**Article:**
## Begin
The Supreme Court said Monday that it will not take up former Donald Trump lawyer John Eastman's request to undo a ruling that allowed the House January 6 select committee to access emails he said were shielded by attorney-client privilege.

Eastman had asked the Supreme Court to reverse the ruling, even though the case became moot when the emails were handed over to the committee and then inadvertently made public with a live link that was left unredacted in a court filing submitted by the committee's lawyers.

His attorneys argued in court papers that the ruling "created a stigma" for both Eastman and Trump.

Justice Clarence Thomas noted that he did not participate, but he did not provide an explanation. Eastman is one of Thomas' former clerks.

The committee had obtained the handful of emails after a federal judge, in a notable March 2022 ruling, concluded that the emails fell under the so-called "crime-fraud" exemption to the privilege because the emails showed that Trump and Eastman may have been plotting a crime in their efforts to disrupt Congress' January 6, 2021, election certification vote.

Eastman, when he was Trump's attorney during the 2020 election, spearheaded efforts to convince then-Vice President Mike Pence to delay Congress' counting of the Electoral College votes on January 6. Pence ultimately resisted the pressure from Trump and his allies to interrupt the congressional ceremony.

"Based on the evidence, the Court finds it more likely than not that President Trump corruptly attempted to obstruct the Joint Session of Congress on January 6, 2021," Judge David Carter wrote in his 2022 ruling.

Eastman's attorneys wrote in court papers that the committee's "action of accessing disputed documents while a motion to stay was pending, and then publishing in a public filing a live link to the confidential documents that were the subject of the appeal, deprived Petitioner of the opportunity to show that the 'crime-fraud' conclusions of the District Court were clearly erroneous, thus clearing his name and that of his former client, former President Trump."

Thomas has been scrutinized for his participation in cases involving the January 6 committee's investigation after it was revealed that Thomas's wife was in communication with key players to the election reversal schemes, including Eastman.
## End
Collected data entries
## Begin
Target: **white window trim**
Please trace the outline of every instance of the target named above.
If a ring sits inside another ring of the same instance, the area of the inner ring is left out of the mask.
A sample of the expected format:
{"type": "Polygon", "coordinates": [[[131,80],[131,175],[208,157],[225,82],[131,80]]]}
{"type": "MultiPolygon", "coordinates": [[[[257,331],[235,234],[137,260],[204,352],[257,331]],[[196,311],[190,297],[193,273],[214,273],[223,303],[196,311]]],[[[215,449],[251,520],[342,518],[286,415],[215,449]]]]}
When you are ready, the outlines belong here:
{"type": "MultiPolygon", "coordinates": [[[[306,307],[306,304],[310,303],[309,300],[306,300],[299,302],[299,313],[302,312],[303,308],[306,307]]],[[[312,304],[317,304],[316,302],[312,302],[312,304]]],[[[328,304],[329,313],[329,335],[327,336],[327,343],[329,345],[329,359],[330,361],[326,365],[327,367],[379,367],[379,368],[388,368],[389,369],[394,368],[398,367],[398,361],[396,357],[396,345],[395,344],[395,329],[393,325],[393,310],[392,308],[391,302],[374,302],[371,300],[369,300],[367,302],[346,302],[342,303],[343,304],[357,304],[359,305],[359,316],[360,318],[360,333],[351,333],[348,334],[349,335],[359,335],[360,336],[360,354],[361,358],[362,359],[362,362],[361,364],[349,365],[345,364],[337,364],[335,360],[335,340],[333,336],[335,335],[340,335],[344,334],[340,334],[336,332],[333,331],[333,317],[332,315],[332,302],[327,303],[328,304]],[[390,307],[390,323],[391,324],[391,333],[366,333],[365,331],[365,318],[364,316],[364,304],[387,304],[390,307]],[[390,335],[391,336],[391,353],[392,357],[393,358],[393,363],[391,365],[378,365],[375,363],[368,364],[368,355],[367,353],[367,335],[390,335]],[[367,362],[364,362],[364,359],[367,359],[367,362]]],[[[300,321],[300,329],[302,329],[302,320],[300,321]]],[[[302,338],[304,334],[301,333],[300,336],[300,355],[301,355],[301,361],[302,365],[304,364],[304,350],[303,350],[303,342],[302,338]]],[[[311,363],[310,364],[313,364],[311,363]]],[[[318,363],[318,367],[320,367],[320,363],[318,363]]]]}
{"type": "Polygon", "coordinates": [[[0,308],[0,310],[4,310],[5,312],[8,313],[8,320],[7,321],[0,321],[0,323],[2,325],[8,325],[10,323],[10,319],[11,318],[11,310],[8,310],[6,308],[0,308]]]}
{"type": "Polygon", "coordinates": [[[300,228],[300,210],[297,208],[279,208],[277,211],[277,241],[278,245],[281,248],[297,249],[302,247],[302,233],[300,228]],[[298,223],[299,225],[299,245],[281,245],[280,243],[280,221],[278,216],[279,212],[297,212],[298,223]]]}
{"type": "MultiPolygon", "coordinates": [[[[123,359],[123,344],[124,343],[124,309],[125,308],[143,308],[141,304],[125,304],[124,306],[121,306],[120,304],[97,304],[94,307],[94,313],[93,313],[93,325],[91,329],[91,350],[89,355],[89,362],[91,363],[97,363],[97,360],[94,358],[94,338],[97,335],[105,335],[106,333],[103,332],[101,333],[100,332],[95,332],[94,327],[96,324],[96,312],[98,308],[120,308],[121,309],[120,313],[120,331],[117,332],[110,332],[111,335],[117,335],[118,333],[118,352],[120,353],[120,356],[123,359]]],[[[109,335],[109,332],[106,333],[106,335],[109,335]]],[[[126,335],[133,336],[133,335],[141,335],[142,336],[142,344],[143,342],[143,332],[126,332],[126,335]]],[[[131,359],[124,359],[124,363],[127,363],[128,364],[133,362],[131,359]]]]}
## End
**Instruction 1:**
In the article about John Eastman's Supreme Court request, retype the passage from "The committee had" up to and including "the congressional ceremony.".
**Instruction 2:**
According to the article about John Eastman's Supreme Court request, which judge wrote the 2022 ruling on the emails?
This listing has no connection to the article.

**Task answer 1:**
The committee had obtained the handful of emails after a federal judge, in a notable March 2022 ruling, concluded that the emails fell under the so-called "crime-fraud" exemption to the privilege because the emails showed that Trump and Eastman may have been plotting a crime in their efforts to disrupt Congress' January 6, 2021, election certification vote.

Eastman, when he was Trump's attorney during the 2020 election, spearheaded efforts to convince then-Vice President Mike Pence to delay Congress' counting of the Electoral College votes on January 6. Pence ultimately resisted the pressure from Trump and his allies to interrupt the congressional ceremony.

**Task answer 2:**
Judge David Carter.